- _Selected text_
- Opening Delimiter -
Lam and colleagues recently examined whether Australian clinical trial activity in National Health Priority Areas (NHPAs) reflect relative disease burden based upon 2003 estimates (1). They concluded that the proportion of registered Australian arthritis and musculoskeletal diseases trials is about twice as high as expected. We drew the opposite conclusion from our recent investigation, which included review of 191 registered musculoskeletal trials recruiting Australian participants in 2011 or 2012 (132 on the ANZCTR and an additional 59 on the WHO International Clinical Trials Registry)(2).

According to the WHO Global Burden of Disease (GBD) 2010 study, musculoskeletal conditions rank second after cancer (15.3% versus 16.2%), in their relative contribution to total disease burden in Australia (3). We therefore performed a reanalysis of the data presented by Lam et al., using the latest disease burden estimates from the WHO GBD study, which are publicly available as a series of data visualisations (4). Importantly, these estimates are continuously updated as further data become available.

The reanalysis changes the conclusions for three NHPAs. While cancer trials now match disease burden (16.9% of trials; 16.5% disease burden (% total DALYs) according to GBD2010 vs 19.0% AIHW 2003) and diabetes trials more than twice exceed expected numbers (5.5% of trials; 2.3% disease burden GBD2010 vs 5.5% AIHW 2003), the proportion of registered arthritis and musculoskeletal trials is now about half that expected based upon their relative disease burden (8% of trials; 14.7% disease burden GBD2010 vs 4.0% AIHW 2003), indicating a significant (and growing) area of need. The recently established Australia & New Zealand Musculoskeletal (ANZMUSC) Clinical Trials Network aims to address this gap by facilitating high quality collaborative clinical trials focused upon optimising musculoskeletal health.


References

1. Lam J, Lord SJ, Hunter KE, et al. Australian clinical trial activity and burden of disease: an analysis of registered trials in National Health Priority Areas. Med J Aust 2015; 203: 97-102.

2. Bourne AM, Whittle SL, Richards BL, Maher CG, Buchbinder R. The scope, funding and publication of musculoskeletal clinical trials performed in Australia. Med J Aust 2014; 200: 88-91.
- Closing Delimiter -
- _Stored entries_
- Opening Delimiter -
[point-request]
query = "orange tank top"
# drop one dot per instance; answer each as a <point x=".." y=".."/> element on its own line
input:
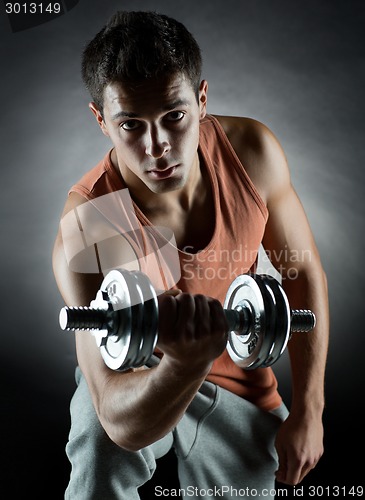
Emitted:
<point x="240" y="219"/>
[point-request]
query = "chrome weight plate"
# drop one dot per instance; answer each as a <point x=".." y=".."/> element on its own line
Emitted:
<point x="245" y="349"/>
<point x="149" y="327"/>
<point x="269" y="333"/>
<point x="282" y="327"/>
<point x="120" y="349"/>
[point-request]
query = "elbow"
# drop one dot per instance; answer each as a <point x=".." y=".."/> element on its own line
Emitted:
<point x="125" y="437"/>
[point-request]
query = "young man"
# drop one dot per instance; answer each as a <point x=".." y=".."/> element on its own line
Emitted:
<point x="221" y="184"/>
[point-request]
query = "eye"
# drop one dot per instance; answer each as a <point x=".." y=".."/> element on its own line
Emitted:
<point x="130" y="125"/>
<point x="175" y="116"/>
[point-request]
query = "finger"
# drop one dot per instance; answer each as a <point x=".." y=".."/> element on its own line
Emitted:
<point x="202" y="316"/>
<point x="173" y="292"/>
<point x="185" y="314"/>
<point x="217" y="315"/>
<point x="167" y="313"/>
<point x="281" y="472"/>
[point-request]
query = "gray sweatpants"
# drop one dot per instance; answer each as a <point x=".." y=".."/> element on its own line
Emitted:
<point x="224" y="446"/>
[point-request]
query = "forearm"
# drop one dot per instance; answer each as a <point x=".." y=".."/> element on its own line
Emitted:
<point x="147" y="404"/>
<point x="308" y="352"/>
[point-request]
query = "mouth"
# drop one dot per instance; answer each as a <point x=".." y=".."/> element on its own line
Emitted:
<point x="162" y="174"/>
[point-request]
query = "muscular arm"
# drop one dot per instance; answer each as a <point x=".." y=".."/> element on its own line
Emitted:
<point x="132" y="406"/>
<point x="290" y="245"/>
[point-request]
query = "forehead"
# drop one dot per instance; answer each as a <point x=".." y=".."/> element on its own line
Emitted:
<point x="147" y="97"/>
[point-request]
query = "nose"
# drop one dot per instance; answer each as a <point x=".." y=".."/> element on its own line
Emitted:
<point x="157" y="144"/>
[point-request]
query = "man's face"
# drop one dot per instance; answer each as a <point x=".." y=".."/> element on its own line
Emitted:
<point x="155" y="131"/>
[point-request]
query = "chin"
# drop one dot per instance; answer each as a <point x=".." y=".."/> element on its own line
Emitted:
<point x="168" y="185"/>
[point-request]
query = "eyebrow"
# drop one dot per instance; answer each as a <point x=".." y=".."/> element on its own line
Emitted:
<point x="167" y="107"/>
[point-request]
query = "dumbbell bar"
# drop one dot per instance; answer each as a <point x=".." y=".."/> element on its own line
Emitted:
<point x="124" y="320"/>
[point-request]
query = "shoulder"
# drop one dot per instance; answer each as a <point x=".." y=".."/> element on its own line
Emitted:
<point x="259" y="151"/>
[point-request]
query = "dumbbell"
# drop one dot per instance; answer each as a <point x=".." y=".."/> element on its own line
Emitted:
<point x="123" y="318"/>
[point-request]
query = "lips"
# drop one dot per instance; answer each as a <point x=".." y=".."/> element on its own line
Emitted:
<point x="162" y="174"/>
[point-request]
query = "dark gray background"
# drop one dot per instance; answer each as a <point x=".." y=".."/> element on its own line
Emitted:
<point x="296" y="66"/>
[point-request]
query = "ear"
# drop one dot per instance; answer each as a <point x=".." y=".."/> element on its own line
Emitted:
<point x="99" y="118"/>
<point x="203" y="97"/>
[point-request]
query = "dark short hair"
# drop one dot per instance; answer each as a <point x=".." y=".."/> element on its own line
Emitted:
<point x="134" y="47"/>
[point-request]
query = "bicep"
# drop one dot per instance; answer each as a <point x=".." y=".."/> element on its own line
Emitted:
<point x="288" y="240"/>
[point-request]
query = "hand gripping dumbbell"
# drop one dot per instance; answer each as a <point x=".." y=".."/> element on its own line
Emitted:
<point x="124" y="320"/>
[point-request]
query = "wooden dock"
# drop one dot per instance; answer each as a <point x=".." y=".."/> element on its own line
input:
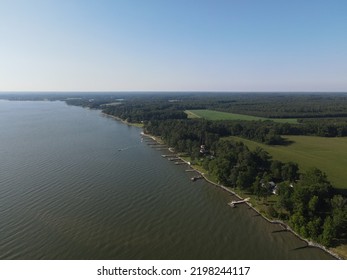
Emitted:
<point x="234" y="202"/>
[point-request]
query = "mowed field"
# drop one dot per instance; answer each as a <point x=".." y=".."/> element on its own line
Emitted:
<point x="327" y="154"/>
<point x="216" y="115"/>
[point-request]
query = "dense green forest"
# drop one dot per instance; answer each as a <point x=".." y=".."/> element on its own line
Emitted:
<point x="306" y="200"/>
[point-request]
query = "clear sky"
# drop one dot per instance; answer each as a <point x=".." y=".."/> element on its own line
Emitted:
<point x="173" y="45"/>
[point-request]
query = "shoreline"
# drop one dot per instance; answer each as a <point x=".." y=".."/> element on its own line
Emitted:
<point x="279" y="222"/>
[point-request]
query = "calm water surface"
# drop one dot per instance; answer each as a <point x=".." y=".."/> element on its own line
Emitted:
<point x="67" y="192"/>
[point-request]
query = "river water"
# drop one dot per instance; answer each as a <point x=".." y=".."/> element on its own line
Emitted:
<point x="75" y="184"/>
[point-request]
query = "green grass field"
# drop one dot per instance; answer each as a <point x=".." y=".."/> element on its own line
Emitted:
<point x="216" y="115"/>
<point x="327" y="154"/>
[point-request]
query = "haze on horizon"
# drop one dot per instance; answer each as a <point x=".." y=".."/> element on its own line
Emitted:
<point x="173" y="45"/>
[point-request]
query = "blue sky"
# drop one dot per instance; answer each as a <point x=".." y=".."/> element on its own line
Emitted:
<point x="173" y="45"/>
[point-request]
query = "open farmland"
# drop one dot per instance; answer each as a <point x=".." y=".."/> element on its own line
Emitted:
<point x="327" y="154"/>
<point x="216" y="115"/>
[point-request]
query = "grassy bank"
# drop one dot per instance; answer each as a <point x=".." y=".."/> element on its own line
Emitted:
<point x="327" y="154"/>
<point x="216" y="115"/>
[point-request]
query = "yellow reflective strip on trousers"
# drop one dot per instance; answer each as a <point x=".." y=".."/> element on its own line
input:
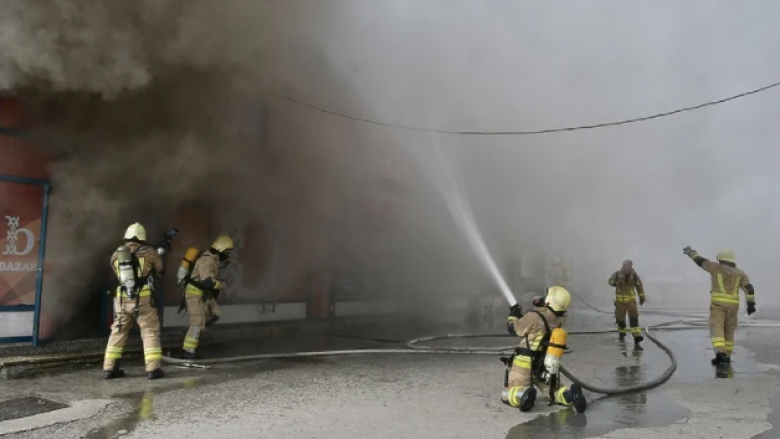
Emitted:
<point x="192" y="290"/>
<point x="152" y="354"/>
<point x="725" y="299"/>
<point x="114" y="353"/>
<point x="522" y="362"/>
<point x="537" y="341"/>
<point x="559" y="396"/>
<point x="145" y="291"/>
<point x="190" y="342"/>
<point x="512" y="398"/>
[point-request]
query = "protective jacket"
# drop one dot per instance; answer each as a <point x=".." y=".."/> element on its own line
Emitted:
<point x="726" y="281"/>
<point x="534" y="334"/>
<point x="627" y="286"/>
<point x="149" y="263"/>
<point x="205" y="273"/>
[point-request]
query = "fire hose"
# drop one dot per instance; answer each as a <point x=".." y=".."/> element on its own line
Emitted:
<point x="413" y="348"/>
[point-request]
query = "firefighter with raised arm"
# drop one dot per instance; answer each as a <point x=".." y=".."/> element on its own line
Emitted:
<point x="628" y="285"/>
<point x="203" y="287"/>
<point x="135" y="264"/>
<point x="536" y="361"/>
<point x="727" y="280"/>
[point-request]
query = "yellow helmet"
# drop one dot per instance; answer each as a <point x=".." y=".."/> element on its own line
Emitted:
<point x="222" y="244"/>
<point x="135" y="231"/>
<point x="726" y="256"/>
<point x="557" y="299"/>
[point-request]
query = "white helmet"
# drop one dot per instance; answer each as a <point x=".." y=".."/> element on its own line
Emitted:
<point x="136" y="231"/>
<point x="558" y="299"/>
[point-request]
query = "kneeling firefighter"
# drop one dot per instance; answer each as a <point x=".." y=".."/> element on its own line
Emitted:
<point x="135" y="263"/>
<point x="537" y="360"/>
<point x="203" y="287"/>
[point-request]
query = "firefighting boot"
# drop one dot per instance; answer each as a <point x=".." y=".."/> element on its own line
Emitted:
<point x="116" y="372"/>
<point x="638" y="343"/>
<point x="720" y="358"/>
<point x="575" y="397"/>
<point x="528" y="399"/>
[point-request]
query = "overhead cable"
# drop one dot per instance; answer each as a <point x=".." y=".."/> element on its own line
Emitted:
<point x="541" y="131"/>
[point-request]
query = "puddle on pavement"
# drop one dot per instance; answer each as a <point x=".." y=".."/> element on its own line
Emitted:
<point x="693" y="350"/>
<point x="143" y="402"/>
<point x="606" y="414"/>
<point x="774" y="419"/>
<point x="28" y="406"/>
<point x="645" y="409"/>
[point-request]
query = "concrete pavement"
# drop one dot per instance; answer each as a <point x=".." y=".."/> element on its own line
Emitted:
<point x="385" y="396"/>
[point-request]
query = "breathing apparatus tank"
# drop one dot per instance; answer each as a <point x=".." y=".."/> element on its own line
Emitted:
<point x="187" y="264"/>
<point x="555" y="349"/>
<point x="126" y="272"/>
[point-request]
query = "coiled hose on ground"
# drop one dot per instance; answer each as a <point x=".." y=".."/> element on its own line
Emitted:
<point x="693" y="322"/>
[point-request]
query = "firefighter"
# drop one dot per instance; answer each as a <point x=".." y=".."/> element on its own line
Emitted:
<point x="135" y="263"/>
<point x="727" y="280"/>
<point x="628" y="285"/>
<point x="536" y="361"/>
<point x="560" y="274"/>
<point x="202" y="291"/>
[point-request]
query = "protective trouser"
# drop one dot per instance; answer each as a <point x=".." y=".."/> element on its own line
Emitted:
<point x="623" y="308"/>
<point x="149" y="322"/>
<point x="520" y="379"/>
<point x="723" y="324"/>
<point x="203" y="313"/>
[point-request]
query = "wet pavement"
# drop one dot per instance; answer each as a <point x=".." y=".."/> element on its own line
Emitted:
<point x="420" y="396"/>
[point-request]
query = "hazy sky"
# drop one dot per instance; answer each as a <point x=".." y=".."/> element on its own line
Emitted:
<point x="645" y="190"/>
<point x="641" y="191"/>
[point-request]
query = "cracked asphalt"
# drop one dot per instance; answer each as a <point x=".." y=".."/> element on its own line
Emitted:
<point x="417" y="396"/>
- Closing Delimiter -
- _Required tasks_
[1] List every author named in the second reference of the passage on Australian musculoskeletal trial activity.
[2] In the passage on Australian musculoskeletal trial activity, set down the stretch from "1. Lam J, Lord" through "2015; 203: 97-102." word for word.

- _Task-by-task outputs_
[1] Bourne AM, Whittle SL, Richards BL, Maher CG, Buchbinder R

[2]
1. Lam J, Lord SJ, Hunter KE, et al. Australian clinical trial activity and burden of disease: an analysis of registered trials in National Health Priority Areas. Med J Aust 2015; 203: 97-102.